• FRAGMENTO DEL TEXTO:
────────────────────
Ay laralá, ay laralá

Este fin de semana hizo frío en serio y yo lo pasé en la carretera. Un viajecito, si así se lo quiere ver, de ida y vuelta por la huastequita.
Inició el viernes con la salida a Ciudad Mante, porque una amiga de la Mujer Maravilla iba a entrar al quirófano a eso de las cinco de la tarde. En la cama contigua a la de la amiga de M.M. que ahora también es amiga mía, había un enfermo al que no miré, pero del que escuchaba un incesante crepitar, algo semejante al sonido que produce el sorbete dentro de un raspado que se acaba. El enfermo tenía la misma edad que yo. Y a juzgar por su condición era mucho lo que había vivido, dijeron los doctores. Nunca lo vi, pero varias veces me describieron su aspecto: sus piernas y brazos eran las ramas de un triste arbusto. Marchito. Desahuciado.
────────────────────
• INFORMACIÓN MOSTRADA:
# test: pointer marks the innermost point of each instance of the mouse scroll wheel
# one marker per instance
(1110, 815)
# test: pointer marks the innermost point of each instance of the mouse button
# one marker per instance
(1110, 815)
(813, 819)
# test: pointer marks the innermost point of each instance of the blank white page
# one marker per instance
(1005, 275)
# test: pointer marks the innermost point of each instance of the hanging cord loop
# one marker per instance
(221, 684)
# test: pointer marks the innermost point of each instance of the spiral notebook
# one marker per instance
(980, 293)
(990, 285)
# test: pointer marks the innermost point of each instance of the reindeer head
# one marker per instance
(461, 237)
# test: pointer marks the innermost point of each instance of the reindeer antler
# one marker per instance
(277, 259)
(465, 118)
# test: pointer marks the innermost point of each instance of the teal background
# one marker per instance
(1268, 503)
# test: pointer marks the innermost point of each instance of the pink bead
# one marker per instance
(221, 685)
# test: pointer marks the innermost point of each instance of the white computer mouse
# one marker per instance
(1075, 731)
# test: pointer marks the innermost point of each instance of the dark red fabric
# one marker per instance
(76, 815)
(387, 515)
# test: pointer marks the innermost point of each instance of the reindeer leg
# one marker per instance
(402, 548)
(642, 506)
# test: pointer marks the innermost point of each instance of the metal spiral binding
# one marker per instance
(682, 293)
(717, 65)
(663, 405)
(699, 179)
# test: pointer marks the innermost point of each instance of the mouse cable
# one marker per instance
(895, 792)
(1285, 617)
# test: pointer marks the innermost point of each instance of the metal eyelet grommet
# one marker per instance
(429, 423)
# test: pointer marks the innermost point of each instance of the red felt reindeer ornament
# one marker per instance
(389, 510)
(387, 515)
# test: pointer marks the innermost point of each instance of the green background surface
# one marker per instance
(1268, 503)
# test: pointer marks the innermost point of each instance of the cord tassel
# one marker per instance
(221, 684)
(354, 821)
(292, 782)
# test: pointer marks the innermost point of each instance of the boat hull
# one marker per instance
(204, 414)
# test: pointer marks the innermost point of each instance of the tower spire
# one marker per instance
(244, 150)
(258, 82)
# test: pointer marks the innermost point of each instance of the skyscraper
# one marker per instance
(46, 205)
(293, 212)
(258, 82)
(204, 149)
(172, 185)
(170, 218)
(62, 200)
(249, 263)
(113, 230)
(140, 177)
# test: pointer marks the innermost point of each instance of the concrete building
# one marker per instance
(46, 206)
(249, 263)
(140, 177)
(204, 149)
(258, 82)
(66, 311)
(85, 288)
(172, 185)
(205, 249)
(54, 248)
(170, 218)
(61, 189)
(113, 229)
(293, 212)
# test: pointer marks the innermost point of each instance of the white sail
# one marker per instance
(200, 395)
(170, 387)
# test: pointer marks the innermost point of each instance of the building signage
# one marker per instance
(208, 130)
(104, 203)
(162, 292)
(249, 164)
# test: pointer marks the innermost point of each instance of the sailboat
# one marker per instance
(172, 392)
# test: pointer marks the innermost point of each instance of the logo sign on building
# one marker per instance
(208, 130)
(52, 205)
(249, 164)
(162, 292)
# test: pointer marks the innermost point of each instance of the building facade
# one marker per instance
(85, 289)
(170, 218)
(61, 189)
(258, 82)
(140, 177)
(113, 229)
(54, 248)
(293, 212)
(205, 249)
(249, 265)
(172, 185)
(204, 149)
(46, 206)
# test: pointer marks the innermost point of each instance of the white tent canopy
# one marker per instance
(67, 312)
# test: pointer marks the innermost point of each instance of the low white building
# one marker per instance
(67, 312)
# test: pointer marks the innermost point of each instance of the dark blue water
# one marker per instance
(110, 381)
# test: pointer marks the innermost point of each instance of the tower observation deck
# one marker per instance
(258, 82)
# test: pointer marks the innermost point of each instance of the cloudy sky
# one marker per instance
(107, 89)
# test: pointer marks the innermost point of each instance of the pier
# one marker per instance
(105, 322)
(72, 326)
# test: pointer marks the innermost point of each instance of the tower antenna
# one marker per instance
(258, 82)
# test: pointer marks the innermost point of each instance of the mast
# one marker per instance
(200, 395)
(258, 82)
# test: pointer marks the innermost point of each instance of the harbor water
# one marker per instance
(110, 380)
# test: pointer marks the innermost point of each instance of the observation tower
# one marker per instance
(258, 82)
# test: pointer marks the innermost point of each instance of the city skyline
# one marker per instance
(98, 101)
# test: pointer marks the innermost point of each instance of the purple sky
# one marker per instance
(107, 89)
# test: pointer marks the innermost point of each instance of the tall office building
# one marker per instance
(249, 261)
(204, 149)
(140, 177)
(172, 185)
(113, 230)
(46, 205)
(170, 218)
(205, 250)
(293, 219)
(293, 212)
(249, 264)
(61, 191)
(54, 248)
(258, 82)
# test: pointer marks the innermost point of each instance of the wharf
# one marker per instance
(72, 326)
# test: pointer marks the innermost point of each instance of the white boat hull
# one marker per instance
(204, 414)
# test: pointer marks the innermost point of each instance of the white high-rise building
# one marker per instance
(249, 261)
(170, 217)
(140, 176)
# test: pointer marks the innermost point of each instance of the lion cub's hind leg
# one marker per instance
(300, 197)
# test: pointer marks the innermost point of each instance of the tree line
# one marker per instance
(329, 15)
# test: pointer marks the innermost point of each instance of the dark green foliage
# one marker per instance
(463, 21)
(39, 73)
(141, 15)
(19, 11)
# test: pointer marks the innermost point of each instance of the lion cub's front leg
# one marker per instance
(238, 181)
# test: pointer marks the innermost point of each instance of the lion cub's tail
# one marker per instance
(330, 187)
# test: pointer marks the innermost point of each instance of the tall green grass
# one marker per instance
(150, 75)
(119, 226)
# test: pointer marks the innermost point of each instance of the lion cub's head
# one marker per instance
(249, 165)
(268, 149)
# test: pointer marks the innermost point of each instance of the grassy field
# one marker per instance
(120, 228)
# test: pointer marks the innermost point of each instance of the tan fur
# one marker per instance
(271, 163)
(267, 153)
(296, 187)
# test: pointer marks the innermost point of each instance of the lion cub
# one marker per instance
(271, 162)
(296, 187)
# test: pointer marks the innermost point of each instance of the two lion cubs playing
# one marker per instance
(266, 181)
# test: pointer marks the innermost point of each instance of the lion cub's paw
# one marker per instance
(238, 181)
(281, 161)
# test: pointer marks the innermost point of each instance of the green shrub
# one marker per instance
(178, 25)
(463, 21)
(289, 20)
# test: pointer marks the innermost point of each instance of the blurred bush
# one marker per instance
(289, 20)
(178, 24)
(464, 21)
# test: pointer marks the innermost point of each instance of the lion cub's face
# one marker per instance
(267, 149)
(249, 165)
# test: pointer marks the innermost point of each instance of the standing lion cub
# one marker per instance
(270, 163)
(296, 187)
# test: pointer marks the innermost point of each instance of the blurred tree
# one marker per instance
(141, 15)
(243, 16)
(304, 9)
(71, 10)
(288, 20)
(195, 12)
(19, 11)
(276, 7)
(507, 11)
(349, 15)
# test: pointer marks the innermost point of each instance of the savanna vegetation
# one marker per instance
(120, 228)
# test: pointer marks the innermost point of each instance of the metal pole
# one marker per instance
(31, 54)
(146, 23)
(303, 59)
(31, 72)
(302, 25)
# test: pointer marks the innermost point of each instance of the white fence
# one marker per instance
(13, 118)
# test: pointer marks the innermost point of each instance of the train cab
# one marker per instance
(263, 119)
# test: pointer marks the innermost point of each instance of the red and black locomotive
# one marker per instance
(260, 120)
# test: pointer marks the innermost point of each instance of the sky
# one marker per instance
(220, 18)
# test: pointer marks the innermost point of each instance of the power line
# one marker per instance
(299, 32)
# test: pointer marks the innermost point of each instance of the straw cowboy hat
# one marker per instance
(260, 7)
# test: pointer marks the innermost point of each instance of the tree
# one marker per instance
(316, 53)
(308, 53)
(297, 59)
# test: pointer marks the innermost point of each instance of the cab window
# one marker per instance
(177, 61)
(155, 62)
────────────────────
• CONSIGNA 1:
Reproduce la crónica del viaje por la Huasteca comenzando en las palabras "Este fin de" y terminando después de "arbusto. Marchito. Desahuciado.".
• CONSIGNA 2:
Traduce al inglés esta oración de la crónica del viaje por la Huasteca: "El enfermo tenía la misma edad que yo".
• CONSIGNA 3:
Prosigue la crónica del viaje por la Huasteca a partir de su última oración.

• RESULTADO DEL EJERCICIO 1:
Este fin de semana hizo frío en serio y yo lo pasé en la carretera. Un viajecito, si así se lo quiere ver, de ida y vuelta por la huastequita.
Inició el viernes con la salida a Ciudad Mante, porque una amiga de la Mujer Maravilla iba a entrar al quirófano a eso de las cinco de la tarde. En la cama contigua a la de la amiga de M.M. que ahora también es amiga mía, había un enfermo al que no miré, pero del que escuchaba un incesante crepitar, algo semejante al sonido que produce el sorbete dentro de un raspado que se acaba. El enfermo tenía la misma edad que yo. Y a juzgar por su condición era mucho lo que había vivido, dijeron los doctores. Nunca lo vi, pero varias veces me describieron su aspecto: sus piernas y brazos eran las ramas de un triste arbusto. Marchito. Desahuciado.

• RESULTADO DEL EJERCICIO 2:
The sick man was the same age as I was.

• RESULTADO DEL EJERCICIO 3:
Nunca había padecido tanto la ineficiencia de un policlínico. Y qué lástima me dan los derechohabientes del ISSSTE, que es la institución a la que pertenecía aquél. La noche la pasé untado a la sombra del esposo de la amiga de M.M., que hoy también es mi amigo. Lo primero fue buscar los medicamentos, un six pack de antihemorrágicos no obstante que con su esposa utilizarían una sola ampolleta. Que el hospital no contaba con medicinas ni material de curación, le dijeron. Luego, a recorrer oficinas porque el ginecólogo no iba a poder llegar, así que la entrada al quirófano se pospuso primero para las nueve de la noche y luego a las siete y finalmente a las nueve de la mañana para una mujer que no recibía alimentos ni agua por la vía oral desde el miércoles. Y podría seguir, pero no es eso lo que quiero contarles.
Al día siguiente, cuando nuestra amiga salió del quirófano y pudimos entrar a verla, ya no estaba la cama que la noche anterior hubiéramos visto junto a la suya. El hombre al que nunca miré, el que tenía la misma edad que yo, había muerto esa madrugada, a la hora que Hulk estaba copulando. No sé por qué me sentí un poquito culpable.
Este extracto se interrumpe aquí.